→ **DIRECTIVE A**
In the Higgins Lake smelt outing thread, what radio channel does ozzgood2001 say he will be on?
→ **DIRECTIVE B**
Continue the Higgins Lake smelt outing thread from its last line.

→ **PAGE EXCERPT**
——

# higgins smelt outing



## wild bill (Apr 20, 2001)

saturday march 6th me and a few other members will be heading to higgins lake for an all night smelt outing as long as there is still good ice. we will be fishing smeltville and plan on getting there around dark if anyone else wants to join us.


----------



## salmonslammer (Jan 28, 2001)

Sorry about posting that other thread bill...I filled it out this morning and didn't post it till afternoon, had to wait on my work schedule.. We'll be there a little earlier on Sat...See ya there!


----------



## Stormrider (Jan 19, 2003)

I am planning on it here's what I will be driving.


----------



## ozzgood2001 (Feb 15, 2003)

you know im in! my dad should come if he doesnt have to work


----------



## patcheroo (Jan 3, 2003)

My son and I will probably be there. May fish all day Saturday. Caught them all day last year.........Patch


----------



## bluedevil (Feb 13, 2003)

I am going to try and make it up there for this outing. Depends on ice conditions. Where is everybody going to set up smeltville. Had a really hard time finding people there last weekend. Maybe we can designate an area where we will be setting up.


----------



## ozzgood2001 (Feb 15, 2003)

hopefully we will be setting up right over the top of a huge school of smelt!!!  but anyways i know ill have my radio on channel 7. i know its gonna be quite a mess on a saturday nite up there. last year wild bill and i didnt make till 9 or 10 at nite dont know when everyone else plans to be there


----------



## wild bill (Apr 20, 2001)

hey ozzy, i plan on leaving earlier this year. probably about 5 on sat.


----------



## salmonslammer (Jan 28, 2001)

I talked to my friend last night and they are going to bring 2 sleds (weather permitting) if anyone wants to go out and fish lakers in the late afternoon, look us up. We should be there around noon-1pm.


We'll be real easy to find.....look for the yellow MS.com flag!! Can't miss it..


----------



## Burksee (Jan 15, 2003)

SS, got your PM. Sorry, but I wont be able to make this one. Been up the last two weekends and have to work this one. Hope you have a good turn out! I'm sure there will be many posts on reports come Monday! Good Luck!


----------



## Craig M (May 17, 2000)

Not sure if I can make it but will try. If I can, I'll make a big 'ol pot of something to eat and how do I rig up for these bad boys?


----------



## wild bill (Apr 20, 2001)

hey craig, if you end up going and want to tag along i have room for 2 more in the truck.


----------



## Craig M (May 17, 2000)

——

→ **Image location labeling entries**
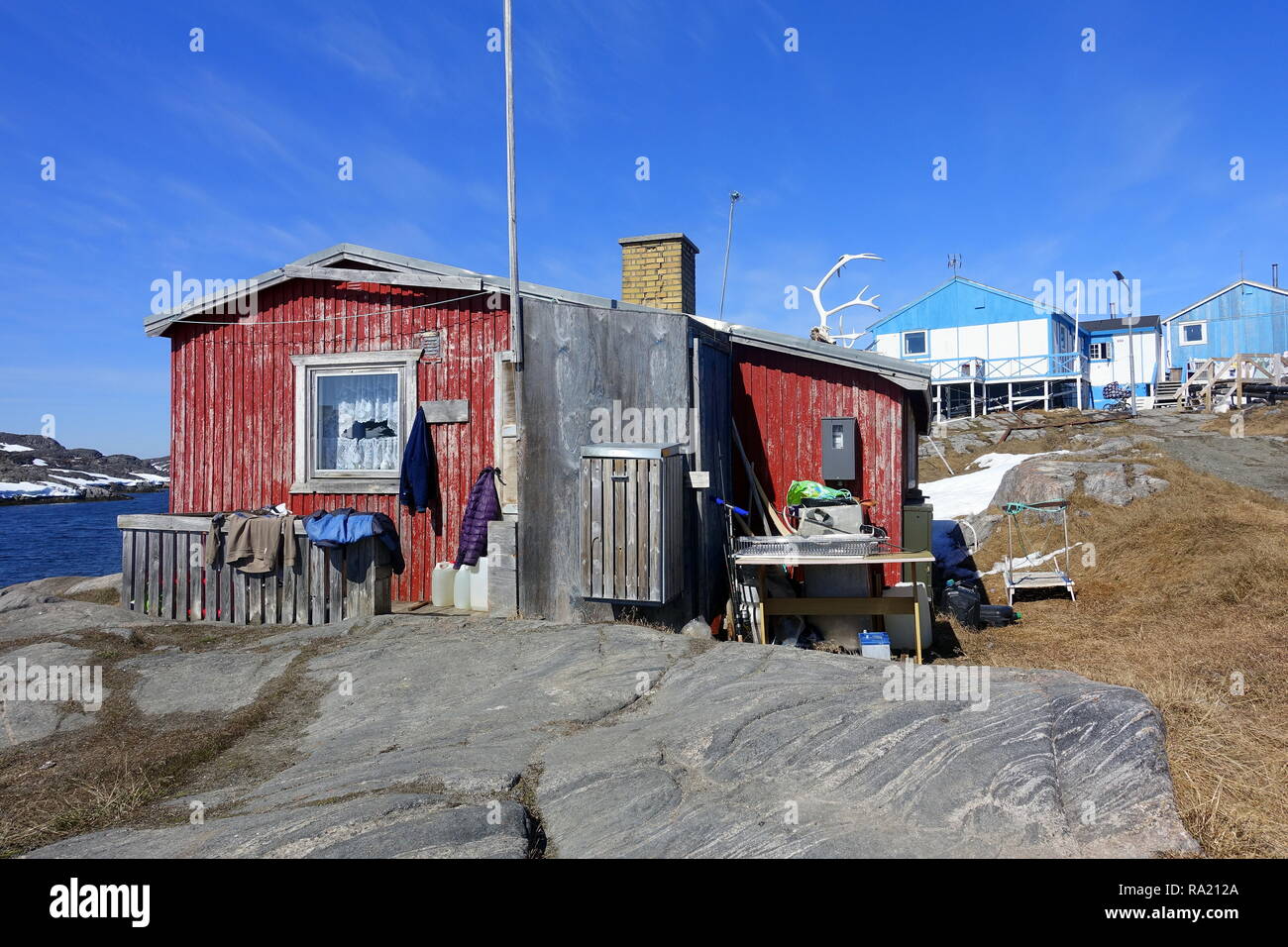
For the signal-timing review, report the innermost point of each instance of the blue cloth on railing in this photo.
(344, 526)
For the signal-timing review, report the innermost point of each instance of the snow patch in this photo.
(969, 493)
(13, 491)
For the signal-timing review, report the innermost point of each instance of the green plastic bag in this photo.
(809, 489)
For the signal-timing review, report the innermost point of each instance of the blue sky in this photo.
(223, 163)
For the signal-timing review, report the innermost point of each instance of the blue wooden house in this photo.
(1109, 360)
(1243, 318)
(988, 350)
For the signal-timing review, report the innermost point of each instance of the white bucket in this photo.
(462, 587)
(441, 583)
(478, 585)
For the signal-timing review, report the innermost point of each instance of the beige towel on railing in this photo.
(254, 544)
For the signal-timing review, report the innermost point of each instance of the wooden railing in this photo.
(163, 574)
(1013, 368)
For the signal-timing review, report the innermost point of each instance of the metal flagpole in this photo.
(515, 300)
(733, 198)
(1077, 342)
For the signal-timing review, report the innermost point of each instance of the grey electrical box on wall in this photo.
(840, 447)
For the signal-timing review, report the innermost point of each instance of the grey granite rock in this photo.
(193, 684)
(616, 740)
(1044, 479)
(26, 720)
(380, 826)
(780, 753)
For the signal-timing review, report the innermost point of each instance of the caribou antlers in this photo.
(820, 331)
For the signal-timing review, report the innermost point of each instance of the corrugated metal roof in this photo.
(156, 324)
(910, 375)
(1119, 325)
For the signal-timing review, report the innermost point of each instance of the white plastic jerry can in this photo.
(441, 585)
(462, 587)
(478, 585)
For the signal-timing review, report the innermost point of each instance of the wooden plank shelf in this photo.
(163, 574)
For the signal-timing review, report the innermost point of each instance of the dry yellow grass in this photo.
(1189, 591)
(1271, 419)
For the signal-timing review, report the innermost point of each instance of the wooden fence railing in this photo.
(163, 574)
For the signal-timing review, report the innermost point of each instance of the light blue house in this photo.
(1243, 318)
(1122, 355)
(988, 350)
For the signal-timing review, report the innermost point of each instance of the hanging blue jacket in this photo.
(346, 526)
(417, 483)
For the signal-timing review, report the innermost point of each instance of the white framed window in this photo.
(353, 411)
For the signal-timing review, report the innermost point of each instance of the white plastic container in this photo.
(462, 587)
(441, 583)
(478, 585)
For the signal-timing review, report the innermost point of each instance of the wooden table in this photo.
(867, 604)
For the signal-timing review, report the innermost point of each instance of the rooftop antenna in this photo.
(820, 333)
(733, 198)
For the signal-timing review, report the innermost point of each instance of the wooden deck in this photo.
(163, 575)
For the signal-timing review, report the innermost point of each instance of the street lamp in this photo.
(1129, 320)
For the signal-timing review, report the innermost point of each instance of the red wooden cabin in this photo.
(263, 372)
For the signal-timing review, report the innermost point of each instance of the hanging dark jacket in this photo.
(417, 483)
(482, 508)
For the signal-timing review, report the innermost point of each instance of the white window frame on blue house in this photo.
(1201, 341)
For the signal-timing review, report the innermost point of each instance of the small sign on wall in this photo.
(446, 411)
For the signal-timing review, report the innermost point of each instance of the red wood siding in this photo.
(778, 399)
(232, 440)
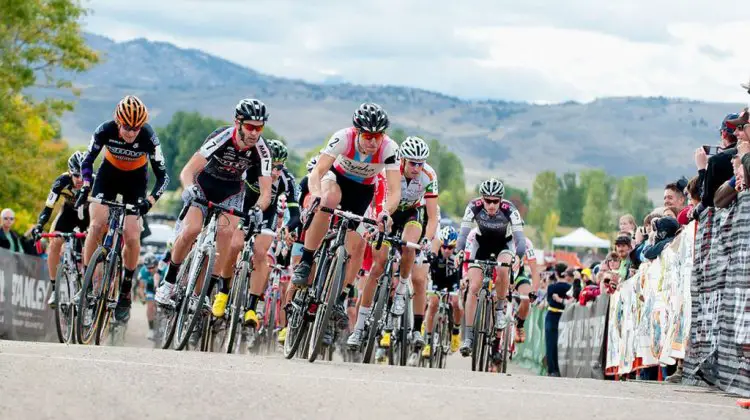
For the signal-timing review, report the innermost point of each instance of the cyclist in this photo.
(149, 278)
(217, 172)
(498, 223)
(445, 275)
(345, 175)
(282, 182)
(67, 186)
(129, 143)
(418, 183)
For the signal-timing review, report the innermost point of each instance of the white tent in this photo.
(581, 238)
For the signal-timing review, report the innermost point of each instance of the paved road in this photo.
(42, 380)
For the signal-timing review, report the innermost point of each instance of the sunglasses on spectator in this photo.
(130, 128)
(253, 127)
(370, 136)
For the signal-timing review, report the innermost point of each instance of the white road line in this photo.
(364, 381)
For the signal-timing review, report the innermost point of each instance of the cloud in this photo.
(534, 50)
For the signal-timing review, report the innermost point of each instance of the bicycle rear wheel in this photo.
(477, 352)
(64, 310)
(331, 290)
(90, 297)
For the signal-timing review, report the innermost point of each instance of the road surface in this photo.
(45, 380)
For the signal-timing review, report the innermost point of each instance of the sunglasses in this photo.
(130, 128)
(370, 136)
(253, 127)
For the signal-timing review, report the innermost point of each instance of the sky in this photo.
(531, 50)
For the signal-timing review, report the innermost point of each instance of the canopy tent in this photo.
(581, 238)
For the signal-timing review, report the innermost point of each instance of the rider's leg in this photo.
(190, 229)
(259, 277)
(99, 214)
(331, 197)
(475, 283)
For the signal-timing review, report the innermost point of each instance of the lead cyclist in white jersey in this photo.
(345, 175)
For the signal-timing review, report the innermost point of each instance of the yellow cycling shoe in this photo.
(385, 342)
(220, 304)
(426, 351)
(455, 342)
(251, 318)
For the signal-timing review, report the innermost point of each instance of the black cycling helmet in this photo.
(251, 109)
(371, 118)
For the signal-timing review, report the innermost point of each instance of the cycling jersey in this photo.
(125, 156)
(495, 230)
(358, 167)
(415, 191)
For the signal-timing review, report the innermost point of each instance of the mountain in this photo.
(513, 140)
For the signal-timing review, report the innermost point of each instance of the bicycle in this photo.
(192, 309)
(67, 284)
(315, 305)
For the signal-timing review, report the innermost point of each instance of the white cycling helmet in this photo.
(414, 148)
(492, 188)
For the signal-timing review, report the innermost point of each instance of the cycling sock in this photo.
(362, 317)
(224, 285)
(519, 322)
(418, 322)
(307, 255)
(171, 276)
(127, 282)
(252, 303)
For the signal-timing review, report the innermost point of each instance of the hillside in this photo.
(651, 136)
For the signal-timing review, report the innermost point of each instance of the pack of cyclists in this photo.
(361, 171)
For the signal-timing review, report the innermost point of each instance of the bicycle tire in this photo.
(296, 324)
(170, 313)
(381, 296)
(478, 346)
(183, 337)
(84, 305)
(332, 289)
(112, 283)
(64, 335)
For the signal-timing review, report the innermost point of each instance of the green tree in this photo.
(597, 215)
(543, 197)
(40, 46)
(570, 199)
(632, 196)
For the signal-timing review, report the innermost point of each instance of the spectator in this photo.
(11, 240)
(693, 192)
(674, 194)
(557, 295)
(715, 170)
(627, 224)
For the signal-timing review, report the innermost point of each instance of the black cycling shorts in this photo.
(111, 181)
(67, 220)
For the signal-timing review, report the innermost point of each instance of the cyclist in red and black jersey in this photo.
(129, 143)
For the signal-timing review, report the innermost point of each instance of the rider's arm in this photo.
(158, 165)
(466, 224)
(60, 183)
(393, 193)
(95, 146)
(192, 168)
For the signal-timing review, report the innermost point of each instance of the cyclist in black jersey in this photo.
(282, 182)
(499, 223)
(445, 275)
(129, 143)
(217, 172)
(68, 218)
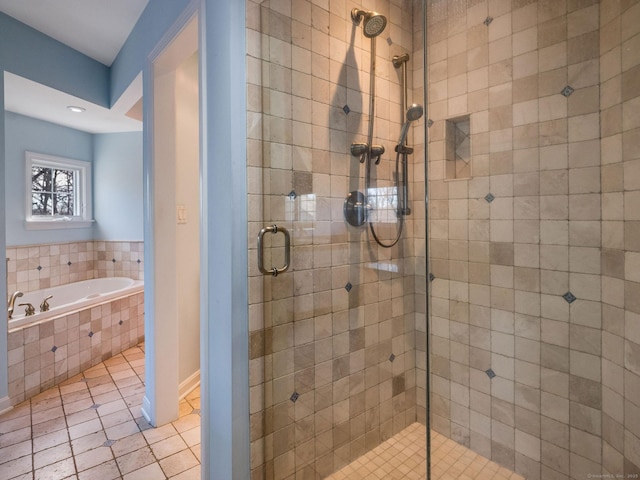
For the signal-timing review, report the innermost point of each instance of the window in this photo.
(58, 192)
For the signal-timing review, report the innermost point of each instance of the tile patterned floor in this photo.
(90, 428)
(404, 457)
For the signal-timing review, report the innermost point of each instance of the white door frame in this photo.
(224, 354)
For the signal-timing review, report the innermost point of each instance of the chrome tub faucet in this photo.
(11, 302)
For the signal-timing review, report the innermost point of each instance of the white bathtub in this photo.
(71, 298)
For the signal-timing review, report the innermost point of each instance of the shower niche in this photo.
(458, 148)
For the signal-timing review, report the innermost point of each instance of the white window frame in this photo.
(82, 193)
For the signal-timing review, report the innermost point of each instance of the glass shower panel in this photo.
(338, 341)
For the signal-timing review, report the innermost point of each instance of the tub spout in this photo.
(44, 306)
(29, 310)
(12, 302)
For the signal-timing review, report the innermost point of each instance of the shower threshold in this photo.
(403, 456)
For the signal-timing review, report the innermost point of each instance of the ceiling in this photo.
(96, 28)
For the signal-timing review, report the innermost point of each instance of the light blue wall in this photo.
(117, 186)
(31, 54)
(29, 134)
(155, 21)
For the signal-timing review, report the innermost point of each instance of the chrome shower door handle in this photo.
(275, 271)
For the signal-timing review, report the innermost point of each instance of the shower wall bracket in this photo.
(362, 149)
(356, 209)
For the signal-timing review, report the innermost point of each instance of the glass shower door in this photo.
(338, 340)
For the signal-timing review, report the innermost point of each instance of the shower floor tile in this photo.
(90, 427)
(403, 456)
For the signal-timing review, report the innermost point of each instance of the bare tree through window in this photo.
(52, 191)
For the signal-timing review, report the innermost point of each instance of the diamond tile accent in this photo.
(566, 91)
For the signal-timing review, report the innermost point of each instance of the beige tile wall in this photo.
(36, 267)
(561, 174)
(47, 354)
(620, 154)
(309, 334)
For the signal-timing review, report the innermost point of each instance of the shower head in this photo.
(374, 22)
(414, 112)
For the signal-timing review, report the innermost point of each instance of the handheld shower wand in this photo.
(414, 113)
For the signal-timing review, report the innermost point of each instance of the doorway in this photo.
(172, 184)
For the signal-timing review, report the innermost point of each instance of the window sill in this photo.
(57, 224)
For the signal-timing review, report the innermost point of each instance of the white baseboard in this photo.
(146, 409)
(189, 385)
(5, 405)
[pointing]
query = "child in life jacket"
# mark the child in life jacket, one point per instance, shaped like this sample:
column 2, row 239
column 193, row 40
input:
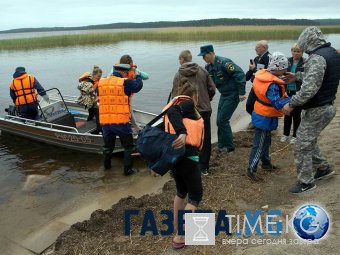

——

→ **WRITTEN REPLY A**
Channel 7

→ **WRITTEN REPLY B**
Thanks for the offer Bill but I just found out that Connie ditched our spawn child for the weekend so I guess I'll be doing a little different type of fishing this weekend.

I was looking foreward to this outing too as I love smelt, but when the opertunity for a childless weekend comes up... You know.


----------



## bluedevil (Feb 13, 2003)

anyone know what the ice conditions are going to be like for tommorrows outing?


----------



## Backlash (May 27, 2001)

Just got off the horn with the Sport Shop and there is 12 in. of ice and they are still going out after the smelt. I will more than likely be up there also but not staying all night. Channel 7


----------



## ozzgood2001 (Feb 15, 2003)

did he mention any slush and how much ya had to wade thru? or how far out the shore ice is broken up?


----------



## Jeffrey Sr (Jan 22, 2004)

Im in if people are still going. What time to meet? Curious about amount of slush on top. Need to know if I need hip waders or not?


----------



## Backlash (May 27, 2001)

He did not say, I did not ask. Just asked how the ice was after all this rain and warm weather. Told me that there was 12 in. and they were still going out after the smelt and still getting them.


----------



## wild bill (Apr 20, 2001)

from what i was told theres still 12" of ice. the shore ice is bad in spots but you can still get out. the water is also running down the holes. also heard rumors of a couple trucks that where out there today.

me and ozzgood will be there for sure unless theres high winds. planning to get there around 6 and will be on channel 7.


----------



## salmonslammer (Jan 28, 2001)

Our group is still planning on heading over tommorow... Were brining the waders and the sleds... One of them should work... about 30 and snowing out right now in cadilliac..hope it frezzes up tonight..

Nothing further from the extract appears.